*** Records for processing Section Begins ***

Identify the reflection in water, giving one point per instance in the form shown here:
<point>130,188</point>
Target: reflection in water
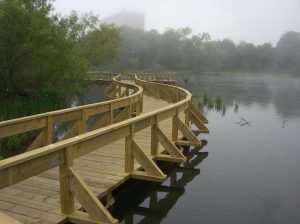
<point>153,201</point>
<point>207,103</point>
<point>246,90</point>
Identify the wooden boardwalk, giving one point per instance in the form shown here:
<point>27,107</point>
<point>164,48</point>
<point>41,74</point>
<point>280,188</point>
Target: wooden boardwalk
<point>38,199</point>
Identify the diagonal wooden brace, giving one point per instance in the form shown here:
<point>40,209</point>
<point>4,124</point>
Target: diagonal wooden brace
<point>175,154</point>
<point>198,114</point>
<point>187,133</point>
<point>89,200</point>
<point>197,121</point>
<point>152,171</point>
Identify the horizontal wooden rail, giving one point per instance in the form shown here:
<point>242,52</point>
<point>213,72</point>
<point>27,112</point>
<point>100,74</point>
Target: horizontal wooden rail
<point>62,154</point>
<point>104,76</point>
<point>169,77</point>
<point>130,99</point>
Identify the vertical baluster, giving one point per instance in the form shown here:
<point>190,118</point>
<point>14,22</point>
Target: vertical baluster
<point>175,127</point>
<point>82,122</point>
<point>154,137</point>
<point>48,132</point>
<point>129,160</point>
<point>66,195</point>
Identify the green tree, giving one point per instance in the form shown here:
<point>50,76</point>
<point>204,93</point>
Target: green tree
<point>288,52</point>
<point>35,53</point>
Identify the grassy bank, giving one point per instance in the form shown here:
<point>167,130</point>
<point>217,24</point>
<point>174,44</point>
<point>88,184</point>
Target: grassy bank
<point>19,107</point>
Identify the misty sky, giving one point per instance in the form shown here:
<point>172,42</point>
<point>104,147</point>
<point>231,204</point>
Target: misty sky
<point>255,21</point>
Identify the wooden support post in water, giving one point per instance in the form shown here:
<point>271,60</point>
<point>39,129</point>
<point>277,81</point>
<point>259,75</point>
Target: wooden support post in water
<point>175,127</point>
<point>66,195</point>
<point>129,160</point>
<point>154,137</point>
<point>110,118</point>
<point>48,137</point>
<point>82,122</point>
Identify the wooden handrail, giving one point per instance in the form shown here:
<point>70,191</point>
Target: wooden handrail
<point>62,154</point>
<point>80,113</point>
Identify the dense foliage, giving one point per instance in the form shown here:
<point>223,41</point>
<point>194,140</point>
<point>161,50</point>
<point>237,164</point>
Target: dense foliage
<point>44,55</point>
<point>181,50</point>
<point>43,60</point>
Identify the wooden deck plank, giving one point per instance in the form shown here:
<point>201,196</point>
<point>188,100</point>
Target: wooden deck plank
<point>37,199</point>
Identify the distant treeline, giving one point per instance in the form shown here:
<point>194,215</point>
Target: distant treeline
<point>181,50</point>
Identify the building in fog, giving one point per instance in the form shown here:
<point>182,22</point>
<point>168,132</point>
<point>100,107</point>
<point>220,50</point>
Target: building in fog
<point>127,18</point>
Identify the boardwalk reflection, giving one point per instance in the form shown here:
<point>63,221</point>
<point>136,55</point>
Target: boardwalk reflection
<point>140,202</point>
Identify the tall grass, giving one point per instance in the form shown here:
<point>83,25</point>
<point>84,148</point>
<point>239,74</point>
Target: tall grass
<point>19,107</point>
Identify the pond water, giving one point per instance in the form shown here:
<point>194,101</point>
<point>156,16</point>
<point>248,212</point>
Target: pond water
<point>249,170</point>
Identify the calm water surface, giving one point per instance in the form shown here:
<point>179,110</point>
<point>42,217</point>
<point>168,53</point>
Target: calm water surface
<point>249,171</point>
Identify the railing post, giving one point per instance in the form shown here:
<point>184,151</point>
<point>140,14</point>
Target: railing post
<point>141,103</point>
<point>129,109</point>
<point>66,195</point>
<point>110,114</point>
<point>127,91</point>
<point>120,90</point>
<point>175,127</point>
<point>154,137</point>
<point>129,160</point>
<point>187,117</point>
<point>48,137</point>
<point>82,122</point>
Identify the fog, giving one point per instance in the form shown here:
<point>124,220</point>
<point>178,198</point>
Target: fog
<point>255,21</point>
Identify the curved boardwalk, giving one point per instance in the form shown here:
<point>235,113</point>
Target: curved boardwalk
<point>38,198</point>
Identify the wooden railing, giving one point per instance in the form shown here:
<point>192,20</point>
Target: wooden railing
<point>168,78</point>
<point>103,76</point>
<point>62,154</point>
<point>129,101</point>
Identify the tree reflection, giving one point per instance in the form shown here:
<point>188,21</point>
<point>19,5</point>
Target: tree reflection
<point>207,103</point>
<point>153,201</point>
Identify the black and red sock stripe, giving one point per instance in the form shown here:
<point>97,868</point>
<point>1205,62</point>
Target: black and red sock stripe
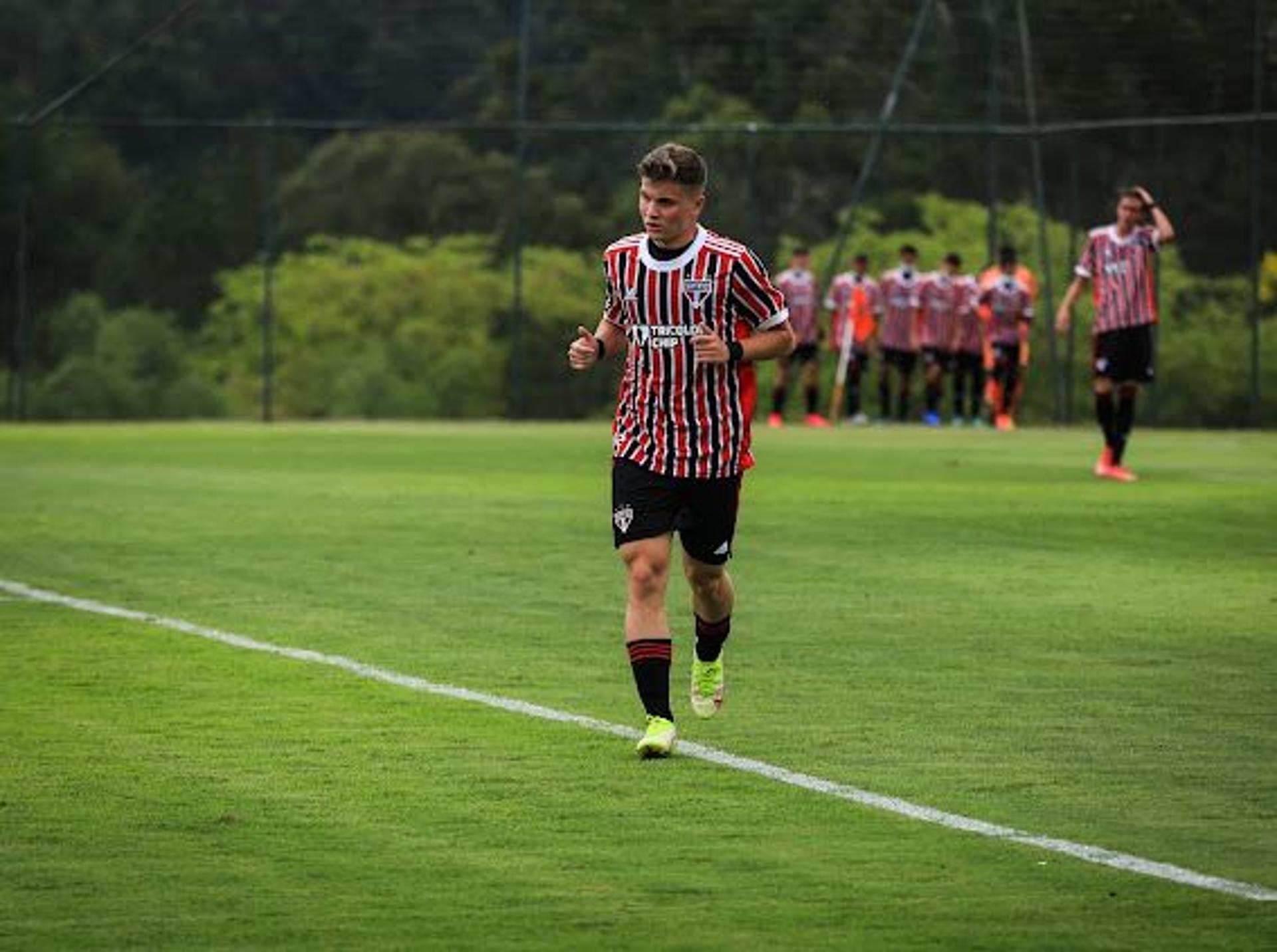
<point>710,637</point>
<point>650,660</point>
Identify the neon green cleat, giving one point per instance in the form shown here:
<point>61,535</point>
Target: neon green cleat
<point>658,741</point>
<point>706,687</point>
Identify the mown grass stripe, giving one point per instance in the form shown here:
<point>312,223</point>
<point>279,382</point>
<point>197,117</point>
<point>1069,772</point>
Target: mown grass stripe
<point>928,814</point>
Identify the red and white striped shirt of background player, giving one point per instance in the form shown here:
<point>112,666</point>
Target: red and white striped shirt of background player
<point>942,300</point>
<point>967,337</point>
<point>1008,300</point>
<point>798,286</point>
<point>672,416</point>
<point>853,298</point>
<point>1121,275</point>
<point>899,291</point>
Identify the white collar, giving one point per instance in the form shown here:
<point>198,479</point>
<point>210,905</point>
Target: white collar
<point>673,263</point>
<point>1119,239</point>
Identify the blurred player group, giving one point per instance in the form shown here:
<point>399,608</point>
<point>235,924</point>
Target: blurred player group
<point>970,331</point>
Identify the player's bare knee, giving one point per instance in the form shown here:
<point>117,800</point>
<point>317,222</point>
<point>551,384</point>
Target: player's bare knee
<point>704,577</point>
<point>648,571</point>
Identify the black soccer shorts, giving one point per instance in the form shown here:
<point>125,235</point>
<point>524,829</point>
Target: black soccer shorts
<point>805,354</point>
<point>903,362</point>
<point>646,505</point>
<point>1125,355</point>
<point>938,355</point>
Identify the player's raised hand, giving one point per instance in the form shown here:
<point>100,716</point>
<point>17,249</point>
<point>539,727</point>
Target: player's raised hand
<point>584,351</point>
<point>709,349</point>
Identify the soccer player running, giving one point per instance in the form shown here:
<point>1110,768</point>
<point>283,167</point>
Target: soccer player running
<point>798,286</point>
<point>942,297</point>
<point>855,302</point>
<point>968,356</point>
<point>898,336</point>
<point>674,298</point>
<point>1010,308</point>
<point>1117,259</point>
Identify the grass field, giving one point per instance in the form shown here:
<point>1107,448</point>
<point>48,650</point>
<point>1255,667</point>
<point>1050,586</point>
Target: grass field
<point>962,619</point>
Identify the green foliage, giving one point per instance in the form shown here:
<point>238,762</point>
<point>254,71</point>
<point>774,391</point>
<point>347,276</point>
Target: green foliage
<point>401,183</point>
<point>364,328</point>
<point>128,364</point>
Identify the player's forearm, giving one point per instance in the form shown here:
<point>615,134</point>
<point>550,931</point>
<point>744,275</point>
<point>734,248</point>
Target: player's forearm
<point>612,336</point>
<point>770,344</point>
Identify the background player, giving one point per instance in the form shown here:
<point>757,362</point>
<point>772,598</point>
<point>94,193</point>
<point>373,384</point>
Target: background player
<point>674,295</point>
<point>1010,310</point>
<point>940,298</point>
<point>970,344</point>
<point>898,334</point>
<point>1119,261</point>
<point>853,302</point>
<point>798,285</point>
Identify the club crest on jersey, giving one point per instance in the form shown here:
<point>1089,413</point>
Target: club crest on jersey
<point>698,290</point>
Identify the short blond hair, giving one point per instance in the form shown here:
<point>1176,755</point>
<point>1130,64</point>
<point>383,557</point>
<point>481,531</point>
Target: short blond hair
<point>677,164</point>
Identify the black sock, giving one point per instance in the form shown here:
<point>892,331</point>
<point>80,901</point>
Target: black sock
<point>649,660</point>
<point>1105,415</point>
<point>778,400</point>
<point>710,637</point>
<point>932,397</point>
<point>1124,417</point>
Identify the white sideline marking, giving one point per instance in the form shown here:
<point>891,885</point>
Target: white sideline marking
<point>892,804</point>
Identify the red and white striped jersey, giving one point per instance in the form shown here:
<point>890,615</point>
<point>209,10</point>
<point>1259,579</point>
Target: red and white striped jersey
<point>798,286</point>
<point>1121,273</point>
<point>674,417</point>
<point>1009,301</point>
<point>899,289</point>
<point>942,299</point>
<point>967,337</point>
<point>857,298</point>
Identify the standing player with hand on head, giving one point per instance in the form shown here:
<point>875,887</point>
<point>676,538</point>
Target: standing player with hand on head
<point>798,285</point>
<point>674,298</point>
<point>1117,259</point>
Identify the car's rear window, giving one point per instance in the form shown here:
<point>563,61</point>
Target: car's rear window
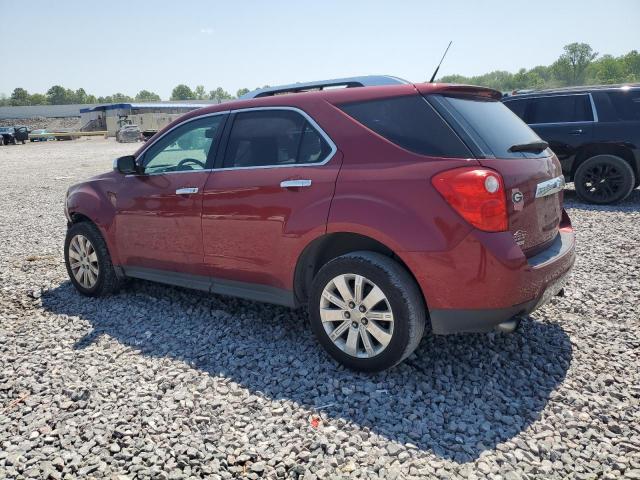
<point>411,123</point>
<point>560,109</point>
<point>621,105</point>
<point>494,125</point>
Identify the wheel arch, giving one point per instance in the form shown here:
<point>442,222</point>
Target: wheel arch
<point>332,245</point>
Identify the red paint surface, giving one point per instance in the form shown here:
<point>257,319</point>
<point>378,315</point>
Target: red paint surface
<point>243,226</point>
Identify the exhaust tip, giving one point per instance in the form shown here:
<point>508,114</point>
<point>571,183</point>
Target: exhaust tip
<point>510,325</point>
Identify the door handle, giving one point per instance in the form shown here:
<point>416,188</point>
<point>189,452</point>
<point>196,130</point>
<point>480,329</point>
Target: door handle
<point>187,191</point>
<point>295,183</point>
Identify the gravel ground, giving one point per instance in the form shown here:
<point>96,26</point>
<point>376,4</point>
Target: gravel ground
<point>160,382</point>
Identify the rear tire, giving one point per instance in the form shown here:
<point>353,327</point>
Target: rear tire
<point>397,320</point>
<point>604,179</point>
<point>84,248</point>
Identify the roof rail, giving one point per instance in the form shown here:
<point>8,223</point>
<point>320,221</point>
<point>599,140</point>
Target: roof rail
<point>576,89</point>
<point>349,82</point>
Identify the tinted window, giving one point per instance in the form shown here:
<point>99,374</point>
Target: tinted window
<point>519,107</point>
<point>618,106</point>
<point>494,124</point>
<point>185,148</point>
<point>559,109</point>
<point>273,137</point>
<point>411,123</point>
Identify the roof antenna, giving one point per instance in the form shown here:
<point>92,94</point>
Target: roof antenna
<point>433,77</point>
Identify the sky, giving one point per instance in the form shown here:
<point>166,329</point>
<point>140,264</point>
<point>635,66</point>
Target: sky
<point>126,46</point>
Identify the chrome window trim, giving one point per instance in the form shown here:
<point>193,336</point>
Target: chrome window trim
<point>550,186</point>
<point>593,108</point>
<point>560,123</point>
<point>313,123</point>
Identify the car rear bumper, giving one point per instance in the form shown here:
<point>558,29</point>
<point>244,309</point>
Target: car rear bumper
<point>486,280</point>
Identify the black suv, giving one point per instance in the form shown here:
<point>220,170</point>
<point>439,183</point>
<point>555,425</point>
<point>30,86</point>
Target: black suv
<point>594,131</point>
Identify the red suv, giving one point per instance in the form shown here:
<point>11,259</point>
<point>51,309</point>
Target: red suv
<point>384,209</point>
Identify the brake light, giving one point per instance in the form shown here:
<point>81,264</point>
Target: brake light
<point>477,194</point>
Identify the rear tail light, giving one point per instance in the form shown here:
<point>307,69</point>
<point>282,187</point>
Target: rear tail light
<point>477,194</point>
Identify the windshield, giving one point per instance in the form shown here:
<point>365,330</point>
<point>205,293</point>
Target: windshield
<point>493,124</point>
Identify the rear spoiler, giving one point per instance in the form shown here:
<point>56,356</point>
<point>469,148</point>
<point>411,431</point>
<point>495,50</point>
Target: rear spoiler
<point>455,89</point>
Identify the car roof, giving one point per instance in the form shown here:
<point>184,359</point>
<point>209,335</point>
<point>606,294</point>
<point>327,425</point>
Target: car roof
<point>346,95</point>
<point>570,90</point>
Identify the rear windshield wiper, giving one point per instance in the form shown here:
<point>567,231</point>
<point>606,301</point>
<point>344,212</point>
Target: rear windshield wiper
<point>535,147</point>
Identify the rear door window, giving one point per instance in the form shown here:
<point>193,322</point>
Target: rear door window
<point>491,125</point>
<point>618,106</point>
<point>262,138</point>
<point>560,109</point>
<point>411,123</point>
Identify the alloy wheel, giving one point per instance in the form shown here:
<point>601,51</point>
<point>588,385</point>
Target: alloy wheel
<point>356,315</point>
<point>83,261</point>
<point>603,181</point>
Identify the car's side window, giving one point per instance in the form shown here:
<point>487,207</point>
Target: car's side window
<point>561,109</point>
<point>186,148</point>
<point>262,138</point>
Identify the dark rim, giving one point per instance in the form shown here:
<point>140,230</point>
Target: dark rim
<point>603,181</point>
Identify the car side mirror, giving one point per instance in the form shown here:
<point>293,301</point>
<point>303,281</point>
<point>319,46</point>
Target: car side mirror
<point>126,165</point>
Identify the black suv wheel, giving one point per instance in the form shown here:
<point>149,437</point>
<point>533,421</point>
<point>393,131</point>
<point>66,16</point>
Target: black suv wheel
<point>604,179</point>
<point>366,311</point>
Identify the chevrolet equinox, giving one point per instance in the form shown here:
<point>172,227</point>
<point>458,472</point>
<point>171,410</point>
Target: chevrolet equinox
<point>385,207</point>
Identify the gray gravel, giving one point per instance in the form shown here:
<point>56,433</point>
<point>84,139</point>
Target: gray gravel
<point>160,382</point>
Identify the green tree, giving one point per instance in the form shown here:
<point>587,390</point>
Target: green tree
<point>200,93</point>
<point>120,98</point>
<point>182,92</point>
<point>37,99</point>
<point>20,97</point>
<point>147,96</point>
<point>606,69</point>
<point>572,65</point>
<point>220,95</point>
<point>57,95</point>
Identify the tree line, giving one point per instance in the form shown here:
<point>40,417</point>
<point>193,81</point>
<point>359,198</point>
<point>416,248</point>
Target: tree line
<point>58,95</point>
<point>579,64</point>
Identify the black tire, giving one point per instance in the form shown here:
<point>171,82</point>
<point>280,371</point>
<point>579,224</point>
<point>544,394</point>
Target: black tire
<point>604,179</point>
<point>404,298</point>
<point>107,281</point>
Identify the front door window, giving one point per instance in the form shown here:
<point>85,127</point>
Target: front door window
<point>189,147</point>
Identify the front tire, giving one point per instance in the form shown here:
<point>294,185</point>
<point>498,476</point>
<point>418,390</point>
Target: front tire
<point>366,311</point>
<point>604,179</point>
<point>88,261</point>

*** Records for processing Section Ends ***

# Exercise prompt
Within the data above, the lines from the one with "<point>166,329</point>" to the one with "Identify the black suv, giving" must be repeated exactly; no other line belongs in the answer.

# Solution to this exercise
<point>166,329</point>
<point>140,264</point>
<point>635,66</point>
Target: sky
<point>126,46</point>
Identify the chrome window trim, giving one point per instance in the form shown here:
<point>193,336</point>
Target: chrome window trim
<point>550,186</point>
<point>593,108</point>
<point>560,123</point>
<point>313,123</point>
Identify the car rear bumper, giving one point per instance in the form shown here:
<point>558,29</point>
<point>244,309</point>
Target: car rear bumper
<point>486,280</point>
Identify the black suv, giving one point per instance in the form shown here:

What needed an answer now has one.